[Work instructions]
Answer these questions using the text about Evelyn Lessard:
1. Which college did Lessard graduate from?
2. Aboard which ship did the 2009 Bering Sea Ecosystem Expedition take place?
3. What nickname did Lessard give the team she led with Rodger Harvey?

[Excerpted text]
━━━━━━━━━━━━━━━━
= Evelyn Lessard =

Biological oceanographer

Evelyn Lessard is a biological oceanographer and a professor at the University of Washington's School of Oceanography.

== Early life ==
Growing up in Connecticut, Lessard graduated from Middlebury College in Vermont, before completing further study in Oceanography at University of Rhode Island. Although she enjoyed science as a child, Lessard credits one of her biology university lecturers with inspiring her into the field of marine biology, and chose the field of Oceanography due to the potential for field work and travel.

== Bering Sea Ecosystem Expedition ==
In 2009 Evelyn Lessard was involved in the Bering Sea Ecosystem Expedition aboard the USCGC Healy. This expedition sought to learn about sea ice, and how climate change will affect it. As the Co-Chief Scientist, Lessard studied how changes to sea ice will affect krill. Lessard was joined by Marine Organic Geochemist Rodger Harvey and together they led a team Lessard nicknamed the 'Krill Gang' to determine the different rates of lipids krill acquire preying on different food sources, as well as measuring krill growth and egg production to gage future population.
━━━━━━━━━━━━━━━━
[Items listed in a dataset]

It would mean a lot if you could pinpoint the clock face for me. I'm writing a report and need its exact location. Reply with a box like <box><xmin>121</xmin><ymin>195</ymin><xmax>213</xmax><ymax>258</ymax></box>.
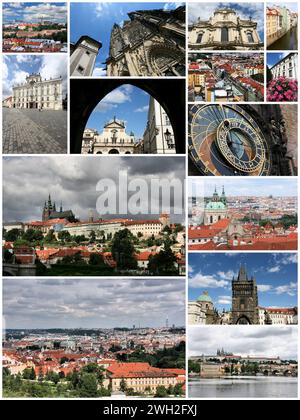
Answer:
<box><xmin>189</xmin><ymin>105</ymin><xmax>271</xmax><ymax>176</ymax></box>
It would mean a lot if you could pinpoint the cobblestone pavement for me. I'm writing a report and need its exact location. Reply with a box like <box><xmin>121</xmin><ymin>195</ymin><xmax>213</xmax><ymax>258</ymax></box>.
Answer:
<box><xmin>2</xmin><ymin>108</ymin><xmax>67</xmax><ymax>154</ymax></box>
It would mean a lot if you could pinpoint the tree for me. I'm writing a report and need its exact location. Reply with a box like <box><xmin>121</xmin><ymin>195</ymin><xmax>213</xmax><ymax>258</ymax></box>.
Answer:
<box><xmin>120</xmin><ymin>378</ymin><xmax>127</xmax><ymax>392</ymax></box>
<box><xmin>155</xmin><ymin>385</ymin><xmax>168</xmax><ymax>398</ymax></box>
<box><xmin>148</xmin><ymin>240</ymin><xmax>177</xmax><ymax>275</ymax></box>
<box><xmin>111</xmin><ymin>229</ymin><xmax>137</xmax><ymax>270</ymax></box>
<box><xmin>44</xmin><ymin>229</ymin><xmax>56</xmax><ymax>242</ymax></box>
<box><xmin>3</xmin><ymin>229</ymin><xmax>21</xmax><ymax>242</ymax></box>
<box><xmin>78</xmin><ymin>373</ymin><xmax>99</xmax><ymax>398</ymax></box>
<box><xmin>89</xmin><ymin>252</ymin><xmax>104</xmax><ymax>265</ymax></box>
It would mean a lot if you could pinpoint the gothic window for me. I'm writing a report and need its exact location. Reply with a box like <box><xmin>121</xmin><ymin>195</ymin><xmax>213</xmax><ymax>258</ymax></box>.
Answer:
<box><xmin>247</xmin><ymin>32</ymin><xmax>254</xmax><ymax>43</ymax></box>
<box><xmin>197</xmin><ymin>34</ymin><xmax>203</xmax><ymax>44</ymax></box>
<box><xmin>221</xmin><ymin>28</ymin><xmax>228</xmax><ymax>42</ymax></box>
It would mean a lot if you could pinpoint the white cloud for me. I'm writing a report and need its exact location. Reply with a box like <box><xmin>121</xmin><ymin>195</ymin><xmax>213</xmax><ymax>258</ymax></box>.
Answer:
<box><xmin>257</xmin><ymin>284</ymin><xmax>272</xmax><ymax>293</ymax></box>
<box><xmin>275</xmin><ymin>282</ymin><xmax>297</xmax><ymax>296</ymax></box>
<box><xmin>134</xmin><ymin>105</ymin><xmax>149</xmax><ymax>112</ymax></box>
<box><xmin>268</xmin><ymin>265</ymin><xmax>280</xmax><ymax>273</ymax></box>
<box><xmin>189</xmin><ymin>273</ymin><xmax>229</xmax><ymax>289</ymax></box>
<box><xmin>93</xmin><ymin>67</ymin><xmax>106</xmax><ymax>77</ymax></box>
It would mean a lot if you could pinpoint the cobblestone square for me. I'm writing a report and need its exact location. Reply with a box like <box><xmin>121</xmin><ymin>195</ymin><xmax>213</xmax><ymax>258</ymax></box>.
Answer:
<box><xmin>3</xmin><ymin>108</ymin><xmax>67</xmax><ymax>154</ymax></box>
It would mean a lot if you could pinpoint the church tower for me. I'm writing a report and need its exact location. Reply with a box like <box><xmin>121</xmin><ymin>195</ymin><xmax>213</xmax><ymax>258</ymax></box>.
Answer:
<box><xmin>232</xmin><ymin>264</ymin><xmax>259</xmax><ymax>325</ymax></box>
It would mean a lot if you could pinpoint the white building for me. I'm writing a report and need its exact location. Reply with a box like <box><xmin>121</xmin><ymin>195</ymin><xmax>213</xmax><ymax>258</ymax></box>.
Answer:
<box><xmin>70</xmin><ymin>36</ymin><xmax>102</xmax><ymax>77</ymax></box>
<box><xmin>81</xmin><ymin>117</ymin><xmax>135</xmax><ymax>154</ymax></box>
<box><xmin>143</xmin><ymin>96</ymin><xmax>176</xmax><ymax>154</ymax></box>
<box><xmin>258</xmin><ymin>307</ymin><xmax>298</xmax><ymax>325</ymax></box>
<box><xmin>12</xmin><ymin>74</ymin><xmax>63</xmax><ymax>111</ymax></box>
<box><xmin>271</xmin><ymin>53</ymin><xmax>298</xmax><ymax>80</ymax></box>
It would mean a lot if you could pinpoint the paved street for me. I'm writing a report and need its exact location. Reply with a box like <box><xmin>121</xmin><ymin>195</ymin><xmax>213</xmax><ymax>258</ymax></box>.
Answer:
<box><xmin>3</xmin><ymin>108</ymin><xmax>67</xmax><ymax>154</ymax></box>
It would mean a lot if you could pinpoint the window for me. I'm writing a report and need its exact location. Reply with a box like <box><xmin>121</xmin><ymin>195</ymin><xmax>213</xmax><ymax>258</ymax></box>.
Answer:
<box><xmin>197</xmin><ymin>34</ymin><xmax>203</xmax><ymax>44</ymax></box>
<box><xmin>221</xmin><ymin>28</ymin><xmax>228</xmax><ymax>42</ymax></box>
<box><xmin>77</xmin><ymin>66</ymin><xmax>84</xmax><ymax>73</ymax></box>
<box><xmin>247</xmin><ymin>32</ymin><xmax>254</xmax><ymax>43</ymax></box>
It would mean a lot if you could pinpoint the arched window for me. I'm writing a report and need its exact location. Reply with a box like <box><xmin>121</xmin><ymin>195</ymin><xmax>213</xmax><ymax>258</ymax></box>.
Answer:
<box><xmin>221</xmin><ymin>28</ymin><xmax>229</xmax><ymax>42</ymax></box>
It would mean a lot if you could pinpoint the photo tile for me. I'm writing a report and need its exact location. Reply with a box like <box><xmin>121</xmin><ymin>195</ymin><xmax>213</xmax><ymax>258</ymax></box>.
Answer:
<box><xmin>70</xmin><ymin>2</ymin><xmax>186</xmax><ymax>77</ymax></box>
<box><xmin>70</xmin><ymin>79</ymin><xmax>185</xmax><ymax>155</ymax></box>
<box><xmin>3</xmin><ymin>278</ymin><xmax>186</xmax><ymax>399</ymax></box>
<box><xmin>0</xmin><ymin>0</ymin><xmax>299</xmax><ymax>401</ymax></box>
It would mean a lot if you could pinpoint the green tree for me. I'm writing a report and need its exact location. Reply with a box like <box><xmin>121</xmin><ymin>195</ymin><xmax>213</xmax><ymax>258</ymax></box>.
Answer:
<box><xmin>111</xmin><ymin>229</ymin><xmax>137</xmax><ymax>270</ymax></box>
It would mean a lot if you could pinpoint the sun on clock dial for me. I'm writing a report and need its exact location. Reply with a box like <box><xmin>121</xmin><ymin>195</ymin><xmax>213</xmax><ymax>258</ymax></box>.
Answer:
<box><xmin>188</xmin><ymin>104</ymin><xmax>271</xmax><ymax>176</ymax></box>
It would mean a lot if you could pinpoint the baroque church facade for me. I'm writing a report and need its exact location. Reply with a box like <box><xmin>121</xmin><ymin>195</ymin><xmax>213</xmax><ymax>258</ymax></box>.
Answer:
<box><xmin>188</xmin><ymin>7</ymin><xmax>263</xmax><ymax>51</ymax></box>
<box><xmin>12</xmin><ymin>73</ymin><xmax>63</xmax><ymax>111</ymax></box>
<box><xmin>106</xmin><ymin>6</ymin><xmax>185</xmax><ymax>76</ymax></box>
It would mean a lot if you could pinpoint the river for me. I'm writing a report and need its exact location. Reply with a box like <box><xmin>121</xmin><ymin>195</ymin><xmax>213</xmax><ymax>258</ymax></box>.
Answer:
<box><xmin>189</xmin><ymin>376</ymin><xmax>298</xmax><ymax>398</ymax></box>
<box><xmin>268</xmin><ymin>27</ymin><xmax>298</xmax><ymax>51</ymax></box>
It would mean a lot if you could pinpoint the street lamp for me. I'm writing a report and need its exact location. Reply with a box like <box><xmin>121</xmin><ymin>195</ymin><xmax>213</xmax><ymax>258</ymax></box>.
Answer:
<box><xmin>164</xmin><ymin>129</ymin><xmax>175</xmax><ymax>149</ymax></box>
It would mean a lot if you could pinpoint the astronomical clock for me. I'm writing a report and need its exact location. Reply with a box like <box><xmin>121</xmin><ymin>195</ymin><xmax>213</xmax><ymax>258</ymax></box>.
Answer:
<box><xmin>188</xmin><ymin>104</ymin><xmax>272</xmax><ymax>176</ymax></box>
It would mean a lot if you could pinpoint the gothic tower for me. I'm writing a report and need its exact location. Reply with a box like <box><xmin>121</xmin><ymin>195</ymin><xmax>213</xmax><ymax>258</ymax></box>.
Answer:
<box><xmin>232</xmin><ymin>264</ymin><xmax>259</xmax><ymax>325</ymax></box>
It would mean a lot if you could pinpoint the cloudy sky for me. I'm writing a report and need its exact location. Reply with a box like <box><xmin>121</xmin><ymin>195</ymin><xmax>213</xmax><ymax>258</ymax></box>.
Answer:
<box><xmin>2</xmin><ymin>54</ymin><xmax>68</xmax><ymax>98</ymax></box>
<box><xmin>188</xmin><ymin>325</ymin><xmax>298</xmax><ymax>360</ymax></box>
<box><xmin>188</xmin><ymin>2</ymin><xmax>264</xmax><ymax>42</ymax></box>
<box><xmin>3</xmin><ymin>155</ymin><xmax>185</xmax><ymax>222</ymax></box>
<box><xmin>3</xmin><ymin>278</ymin><xmax>185</xmax><ymax>329</ymax></box>
<box><xmin>189</xmin><ymin>177</ymin><xmax>297</xmax><ymax>197</ymax></box>
<box><xmin>3</xmin><ymin>2</ymin><xmax>67</xmax><ymax>24</ymax></box>
<box><xmin>86</xmin><ymin>84</ymin><xmax>150</xmax><ymax>139</ymax></box>
<box><xmin>70</xmin><ymin>2</ymin><xmax>182</xmax><ymax>77</ymax></box>
<box><xmin>189</xmin><ymin>252</ymin><xmax>298</xmax><ymax>311</ymax></box>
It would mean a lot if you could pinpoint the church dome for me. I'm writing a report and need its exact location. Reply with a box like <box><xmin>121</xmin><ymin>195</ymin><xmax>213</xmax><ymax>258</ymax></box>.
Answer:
<box><xmin>197</xmin><ymin>292</ymin><xmax>213</xmax><ymax>303</ymax></box>
<box><xmin>206</xmin><ymin>201</ymin><xmax>226</xmax><ymax>210</ymax></box>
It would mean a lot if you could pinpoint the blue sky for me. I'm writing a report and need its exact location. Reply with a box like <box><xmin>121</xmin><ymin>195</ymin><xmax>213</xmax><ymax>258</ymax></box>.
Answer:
<box><xmin>2</xmin><ymin>54</ymin><xmax>68</xmax><ymax>98</ymax></box>
<box><xmin>189</xmin><ymin>252</ymin><xmax>298</xmax><ymax>310</ymax></box>
<box><xmin>267</xmin><ymin>1</ymin><xmax>298</xmax><ymax>12</ymax></box>
<box><xmin>189</xmin><ymin>177</ymin><xmax>297</xmax><ymax>197</ymax></box>
<box><xmin>86</xmin><ymin>84</ymin><xmax>150</xmax><ymax>138</ymax></box>
<box><xmin>2</xmin><ymin>2</ymin><xmax>67</xmax><ymax>23</ymax></box>
<box><xmin>70</xmin><ymin>2</ymin><xmax>181</xmax><ymax>76</ymax></box>
<box><xmin>188</xmin><ymin>2</ymin><xmax>264</xmax><ymax>42</ymax></box>
<box><xmin>267</xmin><ymin>51</ymin><xmax>296</xmax><ymax>68</ymax></box>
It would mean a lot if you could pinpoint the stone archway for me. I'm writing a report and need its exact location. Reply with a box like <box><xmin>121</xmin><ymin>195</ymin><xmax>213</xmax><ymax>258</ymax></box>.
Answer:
<box><xmin>108</xmin><ymin>149</ymin><xmax>120</xmax><ymax>155</ymax></box>
<box><xmin>70</xmin><ymin>79</ymin><xmax>186</xmax><ymax>154</ymax></box>
<box><xmin>236</xmin><ymin>315</ymin><xmax>251</xmax><ymax>325</ymax></box>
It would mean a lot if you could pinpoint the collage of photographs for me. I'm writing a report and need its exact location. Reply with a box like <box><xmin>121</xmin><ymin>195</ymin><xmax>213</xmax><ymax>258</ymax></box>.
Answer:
<box><xmin>0</xmin><ymin>0</ymin><xmax>299</xmax><ymax>401</ymax></box>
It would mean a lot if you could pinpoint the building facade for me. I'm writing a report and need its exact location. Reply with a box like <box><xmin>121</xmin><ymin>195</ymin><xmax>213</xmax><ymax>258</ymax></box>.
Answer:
<box><xmin>106</xmin><ymin>6</ymin><xmax>185</xmax><ymax>76</ymax></box>
<box><xmin>270</xmin><ymin>53</ymin><xmax>298</xmax><ymax>80</ymax></box>
<box><xmin>188</xmin><ymin>8</ymin><xmax>263</xmax><ymax>51</ymax></box>
<box><xmin>232</xmin><ymin>265</ymin><xmax>258</xmax><ymax>325</ymax></box>
<box><xmin>12</xmin><ymin>74</ymin><xmax>63</xmax><ymax>111</ymax></box>
<box><xmin>70</xmin><ymin>35</ymin><xmax>102</xmax><ymax>77</ymax></box>
<box><xmin>204</xmin><ymin>188</ymin><xmax>228</xmax><ymax>225</ymax></box>
<box><xmin>143</xmin><ymin>96</ymin><xmax>176</xmax><ymax>154</ymax></box>
<box><xmin>81</xmin><ymin>117</ymin><xmax>135</xmax><ymax>154</ymax></box>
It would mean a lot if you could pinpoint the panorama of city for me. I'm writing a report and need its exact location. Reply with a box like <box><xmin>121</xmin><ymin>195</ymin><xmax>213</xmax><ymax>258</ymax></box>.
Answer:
<box><xmin>0</xmin><ymin>0</ymin><xmax>299</xmax><ymax>402</ymax></box>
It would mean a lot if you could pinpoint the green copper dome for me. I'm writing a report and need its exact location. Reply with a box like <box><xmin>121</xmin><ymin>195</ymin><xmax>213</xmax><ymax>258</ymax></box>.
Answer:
<box><xmin>197</xmin><ymin>292</ymin><xmax>213</xmax><ymax>303</ymax></box>
<box><xmin>206</xmin><ymin>201</ymin><xmax>226</xmax><ymax>210</ymax></box>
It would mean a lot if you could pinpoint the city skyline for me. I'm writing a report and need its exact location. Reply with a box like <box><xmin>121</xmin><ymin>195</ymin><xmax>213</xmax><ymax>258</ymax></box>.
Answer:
<box><xmin>188</xmin><ymin>177</ymin><xmax>297</xmax><ymax>197</ymax></box>
<box><xmin>2</xmin><ymin>2</ymin><xmax>67</xmax><ymax>25</ymax></box>
<box><xmin>188</xmin><ymin>253</ymin><xmax>298</xmax><ymax>311</ymax></box>
<box><xmin>3</xmin><ymin>278</ymin><xmax>185</xmax><ymax>329</ymax></box>
<box><xmin>2</xmin><ymin>54</ymin><xmax>68</xmax><ymax>98</ymax></box>
<box><xmin>188</xmin><ymin>325</ymin><xmax>298</xmax><ymax>360</ymax></box>
<box><xmin>3</xmin><ymin>156</ymin><xmax>185</xmax><ymax>223</ymax></box>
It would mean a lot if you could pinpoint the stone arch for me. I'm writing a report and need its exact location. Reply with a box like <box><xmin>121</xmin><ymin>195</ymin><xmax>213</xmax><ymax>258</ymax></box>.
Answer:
<box><xmin>70</xmin><ymin>79</ymin><xmax>186</xmax><ymax>154</ymax></box>
<box><xmin>236</xmin><ymin>315</ymin><xmax>251</xmax><ymax>325</ymax></box>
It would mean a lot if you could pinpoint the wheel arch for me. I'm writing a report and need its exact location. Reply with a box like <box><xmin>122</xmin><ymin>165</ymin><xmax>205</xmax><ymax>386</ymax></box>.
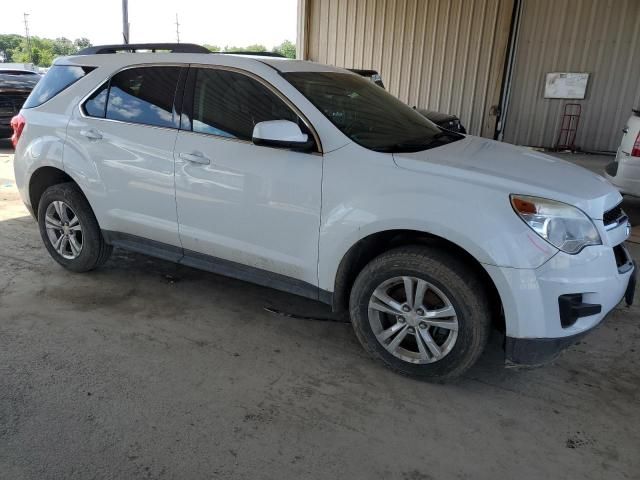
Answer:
<box><xmin>28</xmin><ymin>166</ymin><xmax>87</xmax><ymax>218</ymax></box>
<box><xmin>332</xmin><ymin>229</ymin><xmax>504</xmax><ymax>329</ymax></box>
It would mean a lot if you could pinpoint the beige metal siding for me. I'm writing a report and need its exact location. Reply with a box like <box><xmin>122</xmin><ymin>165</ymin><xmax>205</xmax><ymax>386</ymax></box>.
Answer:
<box><xmin>299</xmin><ymin>0</ymin><xmax>513</xmax><ymax>136</ymax></box>
<box><xmin>504</xmin><ymin>0</ymin><xmax>640</xmax><ymax>151</ymax></box>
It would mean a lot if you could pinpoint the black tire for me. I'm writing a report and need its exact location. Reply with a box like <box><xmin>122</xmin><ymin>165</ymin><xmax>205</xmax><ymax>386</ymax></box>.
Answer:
<box><xmin>349</xmin><ymin>246</ymin><xmax>491</xmax><ymax>381</ymax></box>
<box><xmin>38</xmin><ymin>183</ymin><xmax>113</xmax><ymax>273</ymax></box>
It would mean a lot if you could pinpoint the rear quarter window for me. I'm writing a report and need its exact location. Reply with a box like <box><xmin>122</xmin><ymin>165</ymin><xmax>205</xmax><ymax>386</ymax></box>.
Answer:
<box><xmin>22</xmin><ymin>65</ymin><xmax>95</xmax><ymax>108</ymax></box>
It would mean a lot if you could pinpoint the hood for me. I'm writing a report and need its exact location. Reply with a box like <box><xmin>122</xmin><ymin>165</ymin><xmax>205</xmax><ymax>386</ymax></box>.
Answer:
<box><xmin>393</xmin><ymin>136</ymin><xmax>622</xmax><ymax>219</ymax></box>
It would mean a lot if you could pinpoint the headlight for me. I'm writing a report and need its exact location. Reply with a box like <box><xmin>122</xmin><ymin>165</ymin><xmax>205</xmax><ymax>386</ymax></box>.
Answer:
<box><xmin>511</xmin><ymin>195</ymin><xmax>602</xmax><ymax>254</ymax></box>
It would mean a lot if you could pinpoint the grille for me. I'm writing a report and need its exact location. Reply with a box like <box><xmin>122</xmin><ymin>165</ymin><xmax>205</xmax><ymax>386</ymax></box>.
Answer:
<box><xmin>0</xmin><ymin>93</ymin><xmax>29</xmax><ymax>116</ymax></box>
<box><xmin>602</xmin><ymin>205</ymin><xmax>624</xmax><ymax>226</ymax></box>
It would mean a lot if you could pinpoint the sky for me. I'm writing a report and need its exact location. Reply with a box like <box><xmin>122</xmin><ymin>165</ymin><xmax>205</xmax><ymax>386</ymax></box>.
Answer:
━━━━━━━━━━━━━━━━
[Finished exercise]
1. Middlebury College in Vermont
2. The USCGC Healy
3. The 'Krill Gang'